◆ DATASET EXCERPTS ◆
++++++++++

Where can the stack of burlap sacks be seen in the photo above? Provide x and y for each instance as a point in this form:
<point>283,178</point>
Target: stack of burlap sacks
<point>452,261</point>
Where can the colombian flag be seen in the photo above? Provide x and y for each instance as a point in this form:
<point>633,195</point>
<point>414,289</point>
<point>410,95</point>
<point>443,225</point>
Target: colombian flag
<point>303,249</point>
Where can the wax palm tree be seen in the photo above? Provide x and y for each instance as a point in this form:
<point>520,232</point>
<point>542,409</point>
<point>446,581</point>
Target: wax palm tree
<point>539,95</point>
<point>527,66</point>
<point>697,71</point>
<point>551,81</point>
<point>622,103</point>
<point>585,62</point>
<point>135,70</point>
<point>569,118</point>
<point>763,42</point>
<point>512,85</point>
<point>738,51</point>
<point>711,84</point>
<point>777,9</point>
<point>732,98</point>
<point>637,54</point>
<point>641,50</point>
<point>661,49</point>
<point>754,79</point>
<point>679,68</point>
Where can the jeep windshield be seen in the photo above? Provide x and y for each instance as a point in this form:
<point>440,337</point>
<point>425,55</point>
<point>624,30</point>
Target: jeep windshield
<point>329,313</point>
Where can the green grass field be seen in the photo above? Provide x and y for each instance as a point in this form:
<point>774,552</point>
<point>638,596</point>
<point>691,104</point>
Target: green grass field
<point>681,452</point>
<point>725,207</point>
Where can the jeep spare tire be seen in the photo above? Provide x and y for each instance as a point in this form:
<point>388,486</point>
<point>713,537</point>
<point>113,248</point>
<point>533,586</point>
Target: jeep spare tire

++++++++++

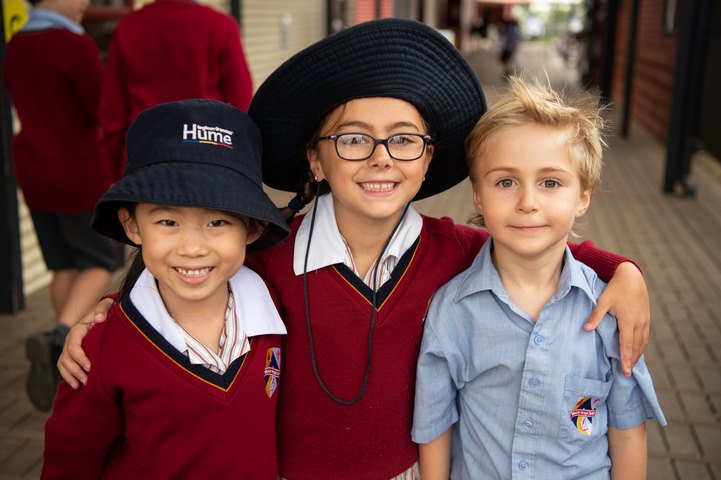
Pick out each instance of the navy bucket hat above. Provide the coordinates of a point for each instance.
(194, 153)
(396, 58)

++++++++++

◆ PROBLEM DESCRIPTION ◆
Turn the lines between the one containing "Where can the jeep windshield" and the one containing "<point>725,207</point>", inclusive, into a numbered list, leaving out any blank lines.

◆ WRITTEN REPLY ◆
1. Where can the jeep windshield be seen in the photo above? Provide x and y for each instance as a point in this form:
2. <point>440,337</point>
3. <point>425,55</point>
4. <point>624,30</point>
5. Target: jeep windshield
6. <point>329,313</point>
7. Where can the green grass field be seen in the photo above? Provide x and y for each instance as a point in this form:
8. <point>774,552</point>
9. <point>638,596</point>
10. <point>691,104</point>
11. Target: green grass field
12. <point>681,452</point>
13. <point>725,207</point>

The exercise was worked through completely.